• Given records:
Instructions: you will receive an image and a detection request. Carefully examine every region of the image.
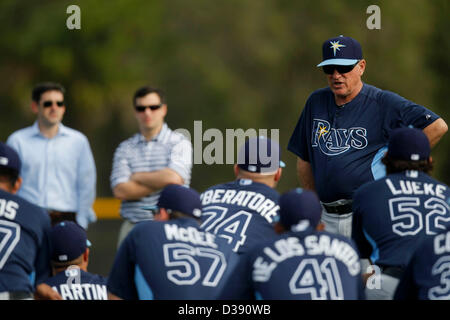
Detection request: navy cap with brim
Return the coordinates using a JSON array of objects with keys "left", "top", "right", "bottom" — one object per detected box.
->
[
  {"left": 142, "top": 184, "right": 202, "bottom": 218},
  {"left": 317, "top": 35, "right": 363, "bottom": 67},
  {"left": 317, "top": 58, "right": 360, "bottom": 67},
  {"left": 50, "top": 221, "right": 91, "bottom": 263},
  {"left": 237, "top": 136, "right": 285, "bottom": 174},
  {"left": 279, "top": 188, "right": 322, "bottom": 230},
  {"left": 0, "top": 142, "right": 21, "bottom": 173}
]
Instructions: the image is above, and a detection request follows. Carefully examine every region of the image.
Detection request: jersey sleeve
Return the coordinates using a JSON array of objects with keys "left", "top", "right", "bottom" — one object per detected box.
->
[
  {"left": 380, "top": 90, "right": 440, "bottom": 130},
  {"left": 107, "top": 232, "right": 138, "bottom": 300},
  {"left": 33, "top": 213, "right": 53, "bottom": 286},
  {"left": 287, "top": 98, "right": 312, "bottom": 162}
]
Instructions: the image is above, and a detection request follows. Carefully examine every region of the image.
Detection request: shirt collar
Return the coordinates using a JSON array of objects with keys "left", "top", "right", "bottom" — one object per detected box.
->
[
  {"left": 138, "top": 123, "right": 168, "bottom": 143},
  {"left": 31, "top": 121, "right": 69, "bottom": 137}
]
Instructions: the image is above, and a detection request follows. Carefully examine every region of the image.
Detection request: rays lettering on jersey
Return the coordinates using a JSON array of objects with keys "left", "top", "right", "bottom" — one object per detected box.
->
[{"left": 311, "top": 119, "right": 368, "bottom": 156}]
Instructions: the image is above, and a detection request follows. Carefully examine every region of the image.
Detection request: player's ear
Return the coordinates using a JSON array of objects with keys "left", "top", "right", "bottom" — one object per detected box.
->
[
  {"left": 83, "top": 248, "right": 89, "bottom": 263},
  {"left": 316, "top": 222, "right": 325, "bottom": 231},
  {"left": 428, "top": 156, "right": 433, "bottom": 164},
  {"left": 155, "top": 208, "right": 169, "bottom": 221},
  {"left": 274, "top": 168, "right": 282, "bottom": 182},
  {"left": 233, "top": 164, "right": 240, "bottom": 177},
  {"left": 358, "top": 59, "right": 366, "bottom": 76},
  {"left": 274, "top": 222, "right": 285, "bottom": 234},
  {"left": 11, "top": 176, "right": 22, "bottom": 194}
]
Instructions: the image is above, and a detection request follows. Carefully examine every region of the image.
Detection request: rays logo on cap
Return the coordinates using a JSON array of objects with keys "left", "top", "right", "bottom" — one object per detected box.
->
[{"left": 329, "top": 40, "right": 346, "bottom": 56}]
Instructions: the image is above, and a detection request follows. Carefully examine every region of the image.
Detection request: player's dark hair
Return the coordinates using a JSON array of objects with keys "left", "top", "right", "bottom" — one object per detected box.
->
[
  {"left": 0, "top": 167, "right": 19, "bottom": 187},
  {"left": 133, "top": 86, "right": 166, "bottom": 106},
  {"left": 382, "top": 156, "right": 433, "bottom": 174},
  {"left": 32, "top": 82, "right": 65, "bottom": 102}
]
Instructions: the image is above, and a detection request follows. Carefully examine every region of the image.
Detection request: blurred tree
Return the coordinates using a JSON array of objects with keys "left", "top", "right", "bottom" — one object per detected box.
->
[{"left": 0, "top": 0, "right": 448, "bottom": 202}]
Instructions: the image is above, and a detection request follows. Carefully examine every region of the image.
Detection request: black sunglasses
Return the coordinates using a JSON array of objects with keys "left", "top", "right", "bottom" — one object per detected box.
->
[
  {"left": 135, "top": 104, "right": 163, "bottom": 112},
  {"left": 322, "top": 61, "right": 359, "bottom": 75},
  {"left": 42, "top": 100, "right": 64, "bottom": 108}
]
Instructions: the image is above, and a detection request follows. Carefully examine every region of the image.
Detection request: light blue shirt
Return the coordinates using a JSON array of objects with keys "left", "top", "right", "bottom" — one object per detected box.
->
[{"left": 7, "top": 121, "right": 97, "bottom": 228}]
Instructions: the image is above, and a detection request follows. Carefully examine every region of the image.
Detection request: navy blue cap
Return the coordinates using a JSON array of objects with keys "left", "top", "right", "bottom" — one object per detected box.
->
[
  {"left": 147, "top": 184, "right": 202, "bottom": 218},
  {"left": 237, "top": 136, "right": 286, "bottom": 174},
  {"left": 387, "top": 128, "right": 430, "bottom": 161},
  {"left": 317, "top": 35, "right": 363, "bottom": 67},
  {"left": 279, "top": 188, "right": 322, "bottom": 230},
  {"left": 50, "top": 221, "right": 91, "bottom": 262},
  {"left": 0, "top": 142, "right": 21, "bottom": 174}
]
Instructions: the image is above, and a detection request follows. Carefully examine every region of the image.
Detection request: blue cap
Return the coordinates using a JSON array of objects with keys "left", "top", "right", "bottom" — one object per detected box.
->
[
  {"left": 0, "top": 142, "right": 21, "bottom": 174},
  {"left": 50, "top": 221, "right": 91, "bottom": 262},
  {"left": 387, "top": 128, "right": 430, "bottom": 161},
  {"left": 317, "top": 35, "right": 363, "bottom": 67},
  {"left": 279, "top": 188, "right": 322, "bottom": 230},
  {"left": 146, "top": 184, "right": 202, "bottom": 218},
  {"left": 237, "top": 136, "right": 286, "bottom": 174}
]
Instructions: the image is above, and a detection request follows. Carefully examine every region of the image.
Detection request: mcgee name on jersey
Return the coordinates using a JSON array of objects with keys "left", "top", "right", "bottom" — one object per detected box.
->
[
  {"left": 253, "top": 234, "right": 360, "bottom": 282},
  {"left": 311, "top": 119, "right": 368, "bottom": 156},
  {"left": 164, "top": 223, "right": 217, "bottom": 248},
  {"left": 201, "top": 189, "right": 279, "bottom": 223}
]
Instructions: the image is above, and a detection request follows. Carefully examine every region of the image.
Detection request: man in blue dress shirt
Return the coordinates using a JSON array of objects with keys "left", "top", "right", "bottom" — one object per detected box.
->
[{"left": 7, "top": 82, "right": 97, "bottom": 229}]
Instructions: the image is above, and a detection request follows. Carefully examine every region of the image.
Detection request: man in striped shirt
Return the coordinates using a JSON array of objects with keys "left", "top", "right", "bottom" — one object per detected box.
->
[{"left": 110, "top": 86, "right": 193, "bottom": 247}]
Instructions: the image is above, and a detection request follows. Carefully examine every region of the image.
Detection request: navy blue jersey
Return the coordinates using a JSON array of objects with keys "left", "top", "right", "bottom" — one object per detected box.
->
[
  {"left": 288, "top": 83, "right": 439, "bottom": 202},
  {"left": 352, "top": 171, "right": 450, "bottom": 268},
  {"left": 44, "top": 268, "right": 107, "bottom": 300},
  {"left": 107, "top": 218, "right": 239, "bottom": 300},
  {"left": 219, "top": 226, "right": 365, "bottom": 300},
  {"left": 0, "top": 189, "right": 52, "bottom": 292},
  {"left": 395, "top": 229, "right": 450, "bottom": 300},
  {"left": 200, "top": 179, "right": 280, "bottom": 253}
]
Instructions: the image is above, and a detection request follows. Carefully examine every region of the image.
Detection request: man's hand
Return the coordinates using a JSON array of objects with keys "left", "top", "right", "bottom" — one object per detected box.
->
[{"left": 34, "top": 283, "right": 63, "bottom": 300}]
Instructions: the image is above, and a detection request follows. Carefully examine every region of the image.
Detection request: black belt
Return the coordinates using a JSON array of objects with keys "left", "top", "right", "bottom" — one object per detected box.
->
[
  {"left": 380, "top": 266, "right": 404, "bottom": 279},
  {"left": 322, "top": 203, "right": 353, "bottom": 215},
  {"left": 0, "top": 291, "right": 33, "bottom": 300}
]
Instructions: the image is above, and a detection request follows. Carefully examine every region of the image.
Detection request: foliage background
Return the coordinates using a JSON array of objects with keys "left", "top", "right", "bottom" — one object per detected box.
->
[
  {"left": 0, "top": 0, "right": 448, "bottom": 276},
  {"left": 1, "top": 0, "right": 448, "bottom": 196}
]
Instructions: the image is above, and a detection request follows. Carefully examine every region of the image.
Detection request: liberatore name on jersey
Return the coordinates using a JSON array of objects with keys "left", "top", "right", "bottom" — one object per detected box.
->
[{"left": 201, "top": 188, "right": 279, "bottom": 224}]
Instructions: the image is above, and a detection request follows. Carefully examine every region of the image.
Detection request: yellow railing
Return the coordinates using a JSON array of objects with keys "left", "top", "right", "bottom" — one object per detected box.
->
[{"left": 93, "top": 198, "right": 121, "bottom": 219}]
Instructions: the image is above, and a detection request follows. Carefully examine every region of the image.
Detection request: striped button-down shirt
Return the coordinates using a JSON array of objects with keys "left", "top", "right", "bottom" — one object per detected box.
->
[{"left": 110, "top": 123, "right": 192, "bottom": 222}]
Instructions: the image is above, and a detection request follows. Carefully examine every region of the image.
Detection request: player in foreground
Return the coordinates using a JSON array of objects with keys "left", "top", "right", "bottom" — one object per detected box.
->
[
  {"left": 107, "top": 184, "right": 238, "bottom": 299},
  {"left": 352, "top": 127, "right": 450, "bottom": 299},
  {"left": 43, "top": 221, "right": 107, "bottom": 300},
  {"left": 394, "top": 227, "right": 450, "bottom": 300},
  {"left": 200, "top": 136, "right": 284, "bottom": 254},
  {"left": 0, "top": 142, "right": 60, "bottom": 300},
  {"left": 219, "top": 188, "right": 364, "bottom": 300}
]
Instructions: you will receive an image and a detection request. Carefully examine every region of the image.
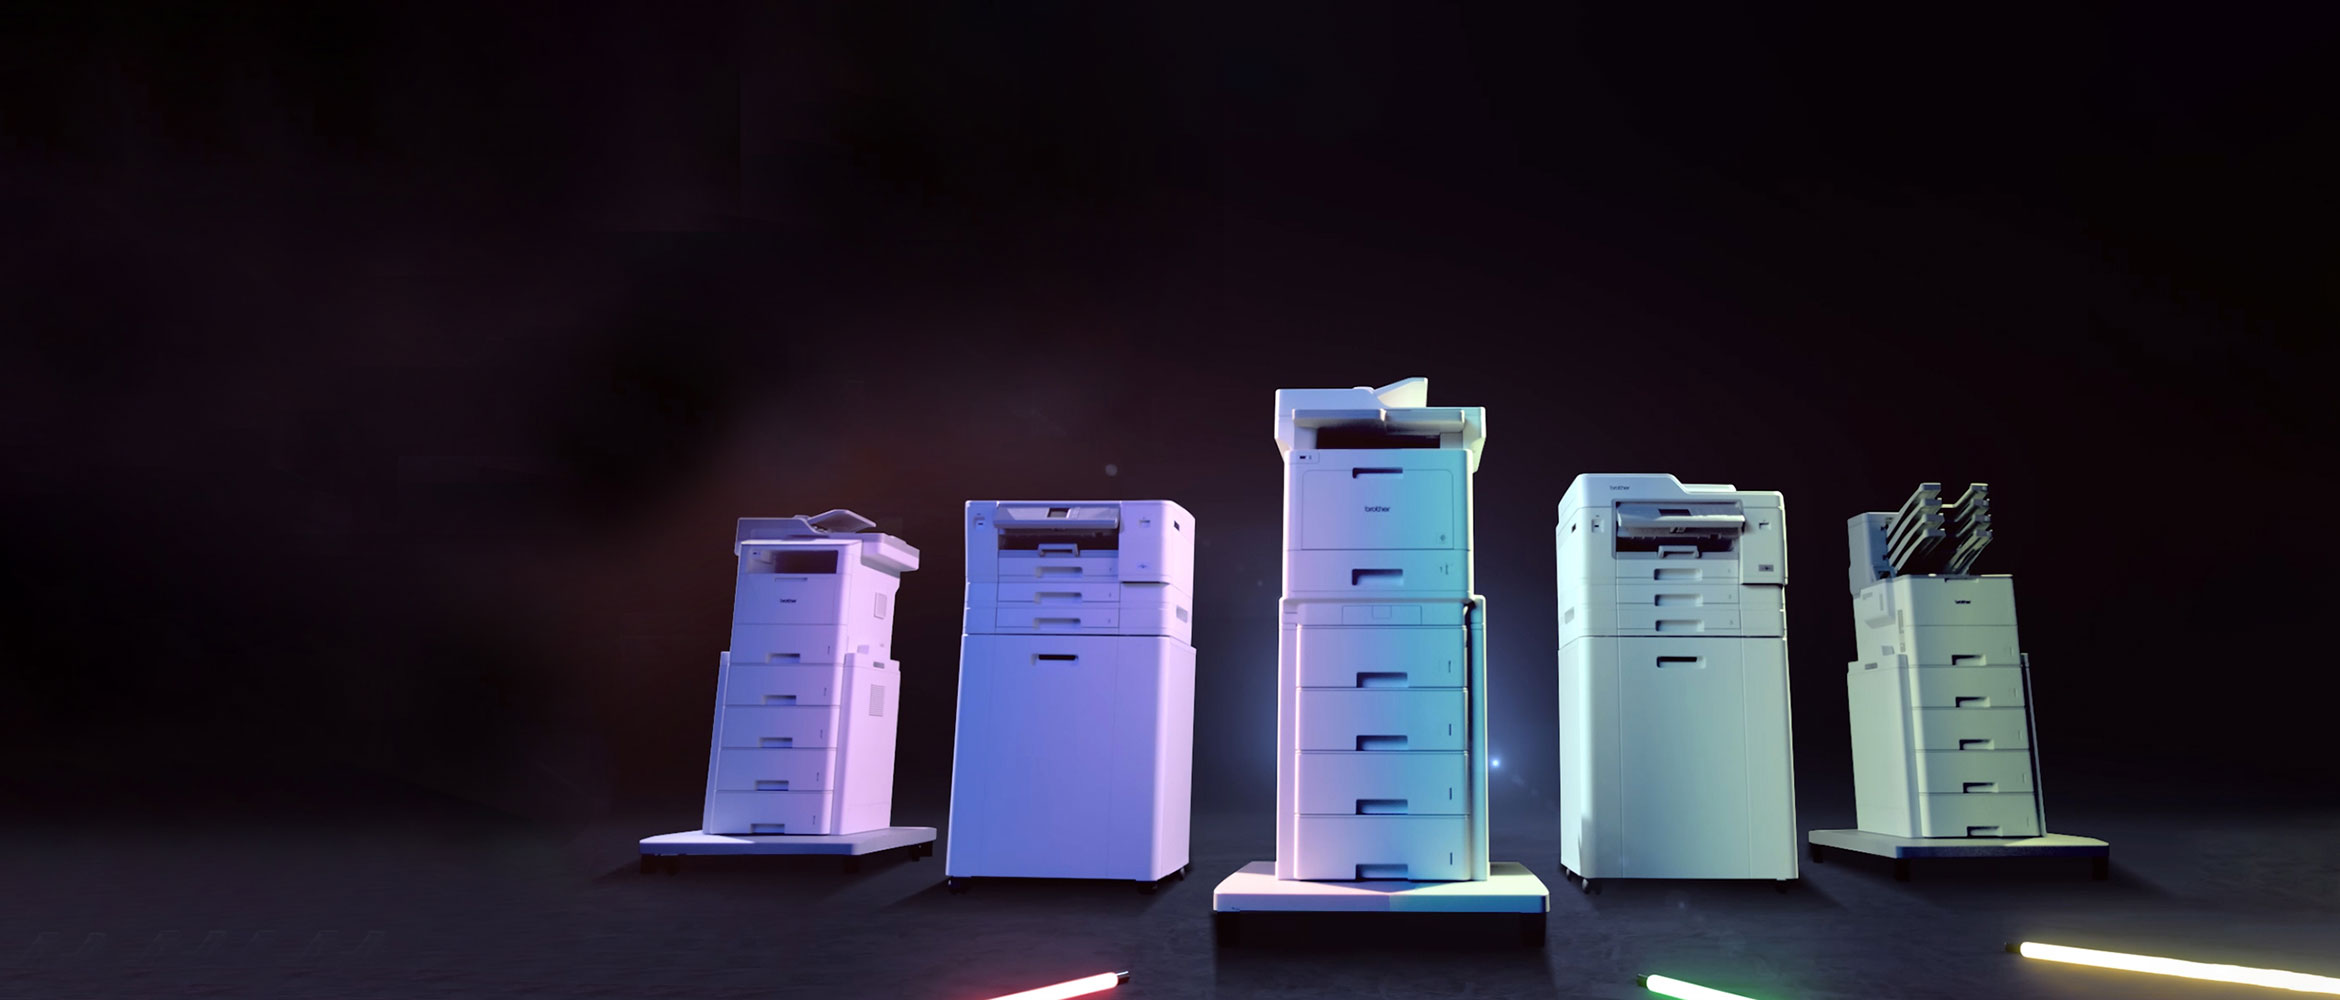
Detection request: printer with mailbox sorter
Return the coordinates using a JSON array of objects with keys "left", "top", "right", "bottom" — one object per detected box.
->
[
  {"left": 701, "top": 509, "right": 919, "bottom": 838},
  {"left": 944, "top": 500, "right": 1197, "bottom": 892},
  {"left": 1272, "top": 377, "right": 1489, "bottom": 883},
  {"left": 1843, "top": 483, "right": 2043, "bottom": 839},
  {"left": 1556, "top": 474, "right": 1798, "bottom": 889}
]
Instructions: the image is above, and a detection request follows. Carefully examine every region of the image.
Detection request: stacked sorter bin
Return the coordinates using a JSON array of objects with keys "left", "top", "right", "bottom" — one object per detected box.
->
[
  {"left": 945, "top": 500, "right": 1197, "bottom": 890},
  {"left": 702, "top": 510, "right": 918, "bottom": 836},
  {"left": 1846, "top": 568, "right": 2042, "bottom": 839},
  {"left": 1273, "top": 378, "right": 1489, "bottom": 882}
]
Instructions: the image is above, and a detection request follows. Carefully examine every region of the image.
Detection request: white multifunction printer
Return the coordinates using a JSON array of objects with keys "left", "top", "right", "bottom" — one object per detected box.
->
[
  {"left": 1555, "top": 474, "right": 1800, "bottom": 890},
  {"left": 703, "top": 510, "right": 919, "bottom": 838},
  {"left": 1273, "top": 378, "right": 1490, "bottom": 883},
  {"left": 1807, "top": 484, "right": 2107, "bottom": 879},
  {"left": 944, "top": 500, "right": 1198, "bottom": 893},
  {"left": 637, "top": 510, "right": 935, "bottom": 871},
  {"left": 1843, "top": 484, "right": 2045, "bottom": 838}
]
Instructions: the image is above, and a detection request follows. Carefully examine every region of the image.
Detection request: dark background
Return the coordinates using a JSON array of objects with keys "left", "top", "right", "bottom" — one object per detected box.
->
[{"left": 5, "top": 1, "right": 2335, "bottom": 850}]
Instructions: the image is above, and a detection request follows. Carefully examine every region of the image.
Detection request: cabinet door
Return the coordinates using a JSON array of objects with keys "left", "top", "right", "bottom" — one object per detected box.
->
[{"left": 1615, "top": 637, "right": 1793, "bottom": 877}]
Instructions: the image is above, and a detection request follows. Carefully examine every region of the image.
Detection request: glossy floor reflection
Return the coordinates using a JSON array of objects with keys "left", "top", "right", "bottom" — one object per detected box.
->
[{"left": 2, "top": 767, "right": 2333, "bottom": 999}]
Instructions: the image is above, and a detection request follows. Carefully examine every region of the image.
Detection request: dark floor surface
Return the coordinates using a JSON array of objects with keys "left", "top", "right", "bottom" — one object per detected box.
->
[{"left": 4, "top": 773, "right": 2335, "bottom": 1000}]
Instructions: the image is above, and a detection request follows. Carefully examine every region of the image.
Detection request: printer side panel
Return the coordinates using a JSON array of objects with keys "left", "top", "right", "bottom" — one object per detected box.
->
[
  {"left": 1155, "top": 638, "right": 1198, "bottom": 880},
  {"left": 1466, "top": 596, "right": 1491, "bottom": 880},
  {"left": 1116, "top": 500, "right": 1196, "bottom": 590},
  {"left": 832, "top": 661, "right": 900, "bottom": 835},
  {"left": 964, "top": 501, "right": 1003, "bottom": 585}
]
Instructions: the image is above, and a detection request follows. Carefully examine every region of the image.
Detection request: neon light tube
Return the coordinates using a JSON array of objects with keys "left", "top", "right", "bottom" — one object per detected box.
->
[
  {"left": 985, "top": 971, "right": 1130, "bottom": 1000},
  {"left": 2011, "top": 942, "right": 2340, "bottom": 994},
  {"left": 1638, "top": 974, "right": 1762, "bottom": 1000}
]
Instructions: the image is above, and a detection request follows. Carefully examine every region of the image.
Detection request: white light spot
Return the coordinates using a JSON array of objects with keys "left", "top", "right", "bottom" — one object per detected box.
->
[
  {"left": 1491, "top": 757, "right": 1501, "bottom": 769},
  {"left": 1104, "top": 464, "right": 1119, "bottom": 477}
]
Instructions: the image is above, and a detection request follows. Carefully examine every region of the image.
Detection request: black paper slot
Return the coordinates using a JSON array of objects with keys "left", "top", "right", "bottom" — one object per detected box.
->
[
  {"left": 1315, "top": 425, "right": 1439, "bottom": 449},
  {"left": 1356, "top": 799, "right": 1408, "bottom": 815}
]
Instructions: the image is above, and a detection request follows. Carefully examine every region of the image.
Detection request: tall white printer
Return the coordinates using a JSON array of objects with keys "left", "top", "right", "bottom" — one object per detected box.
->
[
  {"left": 639, "top": 509, "right": 937, "bottom": 873},
  {"left": 1212, "top": 378, "right": 1546, "bottom": 947},
  {"left": 1807, "top": 483, "right": 2109, "bottom": 879},
  {"left": 1273, "top": 378, "right": 1489, "bottom": 882},
  {"left": 944, "top": 500, "right": 1197, "bottom": 893},
  {"left": 1555, "top": 474, "right": 1799, "bottom": 891}
]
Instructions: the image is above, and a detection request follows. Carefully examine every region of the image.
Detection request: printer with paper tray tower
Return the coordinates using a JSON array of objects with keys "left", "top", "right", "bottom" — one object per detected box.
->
[
  {"left": 1556, "top": 473, "right": 1799, "bottom": 884},
  {"left": 946, "top": 500, "right": 1197, "bottom": 888},
  {"left": 704, "top": 509, "right": 918, "bottom": 837},
  {"left": 1845, "top": 483, "right": 2044, "bottom": 839},
  {"left": 1274, "top": 377, "right": 1490, "bottom": 883}
]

• Problem to solve: Keep both end lines and retype everything in the records above from the line containing "Detection request: navy blue cap" through the line containing "Detection request: man in striped shirt", exactly, with nothing else.

• Exercise solution:
Detection request: navy blue cap
Return the coordinates using a JSON array of objects with keys "left", "top", "right", "bottom" — one object per detected box.
->
[
  {"left": 147, "top": 184, "right": 202, "bottom": 218},
  {"left": 237, "top": 136, "right": 286, "bottom": 174},
  {"left": 387, "top": 128, "right": 430, "bottom": 161},
  {"left": 317, "top": 35, "right": 363, "bottom": 67},
  {"left": 279, "top": 188, "right": 322, "bottom": 230},
  {"left": 50, "top": 221, "right": 91, "bottom": 262},
  {"left": 0, "top": 142, "right": 21, "bottom": 174}
]
Instructions: the image is above, and a detection request follows. Carefully examine every region of the image.
Detection request: blue cap
Return the coordinates using a JSON array of objects with keys "left", "top", "right", "bottom" — one object per detected box.
->
[
  {"left": 0, "top": 142, "right": 21, "bottom": 174},
  {"left": 50, "top": 221, "right": 91, "bottom": 262},
  {"left": 387, "top": 128, "right": 430, "bottom": 161},
  {"left": 317, "top": 35, "right": 363, "bottom": 67},
  {"left": 279, "top": 188, "right": 322, "bottom": 230},
  {"left": 146, "top": 184, "right": 202, "bottom": 218},
  {"left": 237, "top": 136, "right": 286, "bottom": 174}
]
Instructions: the image is above, and a detection request follows. Carefully examine every region of the image.
Detection request: mcgee name on jersey
Return the coordinates using a JSON array of objects with keys "left", "top", "right", "bottom" — one object per detected box.
->
[
  {"left": 253, "top": 234, "right": 360, "bottom": 282},
  {"left": 311, "top": 119, "right": 368, "bottom": 156},
  {"left": 164, "top": 223, "right": 217, "bottom": 248},
  {"left": 201, "top": 189, "right": 279, "bottom": 223}
]
Instructions: the image is above, and a detection request follows. Carefully examine every region of the image.
Detection request: man in blue dress shirt
Return the coordinates using a JSON array of objects with keys "left", "top", "right", "bottom" — one object per detected box.
->
[{"left": 7, "top": 82, "right": 97, "bottom": 229}]
Instructions: the image is above, and a detection request follows. Carefully examine every region of the image.
Detection request: man in striped shirt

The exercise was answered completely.